##### EXERCISE DATA

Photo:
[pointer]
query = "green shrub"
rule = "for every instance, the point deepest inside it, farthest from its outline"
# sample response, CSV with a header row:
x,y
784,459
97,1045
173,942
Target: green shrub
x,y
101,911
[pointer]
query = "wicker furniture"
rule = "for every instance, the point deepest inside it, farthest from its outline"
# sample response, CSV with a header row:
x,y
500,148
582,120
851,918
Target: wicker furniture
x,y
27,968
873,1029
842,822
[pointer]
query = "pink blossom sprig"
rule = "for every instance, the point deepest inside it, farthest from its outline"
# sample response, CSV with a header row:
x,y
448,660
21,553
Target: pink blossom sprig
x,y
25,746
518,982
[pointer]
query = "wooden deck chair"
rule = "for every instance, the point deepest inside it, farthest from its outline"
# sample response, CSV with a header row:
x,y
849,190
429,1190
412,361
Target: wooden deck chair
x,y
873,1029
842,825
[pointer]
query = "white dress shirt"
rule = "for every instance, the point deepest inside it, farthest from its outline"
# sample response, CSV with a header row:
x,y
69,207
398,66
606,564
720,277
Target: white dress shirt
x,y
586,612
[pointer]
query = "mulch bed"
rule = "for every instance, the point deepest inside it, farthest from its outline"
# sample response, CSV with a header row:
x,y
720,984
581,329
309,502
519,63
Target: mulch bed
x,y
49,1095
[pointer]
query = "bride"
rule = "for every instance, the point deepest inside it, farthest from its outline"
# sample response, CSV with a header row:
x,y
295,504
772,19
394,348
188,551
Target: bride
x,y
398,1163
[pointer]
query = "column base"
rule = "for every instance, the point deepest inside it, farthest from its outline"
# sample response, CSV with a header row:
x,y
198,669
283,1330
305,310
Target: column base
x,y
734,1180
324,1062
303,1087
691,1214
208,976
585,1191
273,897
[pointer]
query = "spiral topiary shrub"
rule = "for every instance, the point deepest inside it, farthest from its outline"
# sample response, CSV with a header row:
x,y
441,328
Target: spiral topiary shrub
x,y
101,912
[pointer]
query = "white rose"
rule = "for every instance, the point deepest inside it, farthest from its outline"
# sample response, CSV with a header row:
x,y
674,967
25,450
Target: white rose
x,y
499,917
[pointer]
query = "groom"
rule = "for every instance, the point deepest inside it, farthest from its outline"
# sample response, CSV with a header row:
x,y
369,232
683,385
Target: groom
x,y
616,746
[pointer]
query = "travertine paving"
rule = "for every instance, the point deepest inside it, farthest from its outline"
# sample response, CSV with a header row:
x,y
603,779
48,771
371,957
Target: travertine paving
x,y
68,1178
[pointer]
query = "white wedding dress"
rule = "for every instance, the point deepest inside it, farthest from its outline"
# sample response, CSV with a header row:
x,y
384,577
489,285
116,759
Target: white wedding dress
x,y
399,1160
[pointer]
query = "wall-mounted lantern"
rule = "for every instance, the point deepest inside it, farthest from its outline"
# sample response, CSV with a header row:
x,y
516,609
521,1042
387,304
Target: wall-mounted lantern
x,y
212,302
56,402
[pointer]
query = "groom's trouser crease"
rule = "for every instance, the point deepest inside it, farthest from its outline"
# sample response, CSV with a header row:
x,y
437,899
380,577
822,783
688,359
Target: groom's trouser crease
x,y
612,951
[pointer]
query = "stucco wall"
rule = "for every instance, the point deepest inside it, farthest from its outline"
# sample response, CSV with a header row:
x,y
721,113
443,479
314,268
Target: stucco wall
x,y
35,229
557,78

##########

**EXERCISE AIM:**
Output all of the data above without any alteration.

**FINISHED EXERCISE:**
Photo:
[pointer]
query = "green shrub"
rule = "for every instance, the point deepest inside it, farthest from its outline"
# sample response, CSV with a header row:
x,y
784,459
97,1045
173,942
Target: green shrub
x,y
101,911
[pointer]
query = "wicker furniture"
rule = "for every instance, the point deepest inside it, farthest from its outline"
# sample response, CSV with a header row:
x,y
500,148
582,120
851,918
Target: wicker furniture
x,y
27,968
873,1029
842,822
[pointer]
query = "pink blossom sprig"
rule = "for every instance, the point deepest inside it, farthest from its outline"
# sample response, CSV with a header row:
x,y
448,660
21,553
Target: pink blossom sprig
x,y
25,746
518,982
[pointer]
query = "wooden deck chair"
rule = "for every instance, the point deepest inside it, farthest from its outline"
# sample response, CSV with a header row:
x,y
849,190
429,1190
412,361
Target: wooden deck chair
x,y
873,1029
842,825
[pointer]
query = "white dress shirt"
rule = "for every instance, the point deepest inside it, farthest from its outline"
# sample response, CSV with a header row:
x,y
69,207
398,66
606,564
720,277
Target: white dress shirt
x,y
586,612
[pointer]
query = "mulch bed"
rule = "for every instance, the point deepest inside it, farthest from its outline"
# sample response, CSV with a header row:
x,y
720,984
581,329
309,502
519,63
Target: mulch bed
x,y
49,1095
[pointer]
query = "bride"
rule = "for every instance, the point deepest inside it, farthest from its outline"
# sample response, CSV with a header row:
x,y
295,504
772,19
394,348
188,551
Target: bride
x,y
398,1163
[pointer]
query = "column base"
rule = "for every instance, the point deepest inside it, farthest from its outline"
# sample response, CSV with a header row:
x,y
198,669
283,1330
305,310
Target: column base
x,y
734,1180
324,1062
303,1087
691,1214
208,976
585,1191
273,897
[pointer]
query = "spiral topiary shrub"
rule = "for every instance, the point deepest inside it, farthest from its outline"
# sample response, CSV with a header row:
x,y
441,328
Target: spiral topiary shrub
x,y
101,912
[pointer]
query = "white rose"
rule = "for every instance, the point deepest inside it, farthest from its outline"
# sample response, CSV with a header row:
x,y
674,967
25,450
Target: white rose
x,y
499,917
[pointer]
query = "groom"
rule = "for every instance, the point deepest inside it, farthest from its outline"
# sample response, CSV with a header row:
x,y
369,232
683,385
Target: groom
x,y
616,746
[pointer]
query = "travertine paving"
rule = "for every instance, the point deepest inside it, farthest from its outline"
# sample response, CSV with a header row:
x,y
603,779
48,771
371,957
Target: travertine paving
x,y
68,1178
[pointer]
query = "white wedding dress"
rule = "for every instance, the point deepest inside it, farthest from its outline"
# sample response, CSV with a header row:
x,y
384,577
489,285
116,759
Target: white wedding dress
x,y
399,1160
[pointer]
query = "wall-mounted lantern"
rule = "for every instance, the point deepest inside it, farthest from its outline"
# sample response, CSV with a header row:
x,y
516,609
521,1042
387,304
Target: wall-mounted lantern
x,y
212,302
56,402
[pointer]
query = "groom's trouser crease"
rule = "for every instance, the point deepest inside it, farthest from its outline"
# sample response, CSV with a header row:
x,y
437,899
380,577
822,783
688,359
Target: groom's trouser crease
x,y
612,951
[pointer]
query = "stucco wall"
rule = "for every instance, the point deepest inside it, farthest from its outline"
# sample response, CSV with a header row:
x,y
721,113
443,479
314,268
Target: stucco wall
x,y
35,229
557,78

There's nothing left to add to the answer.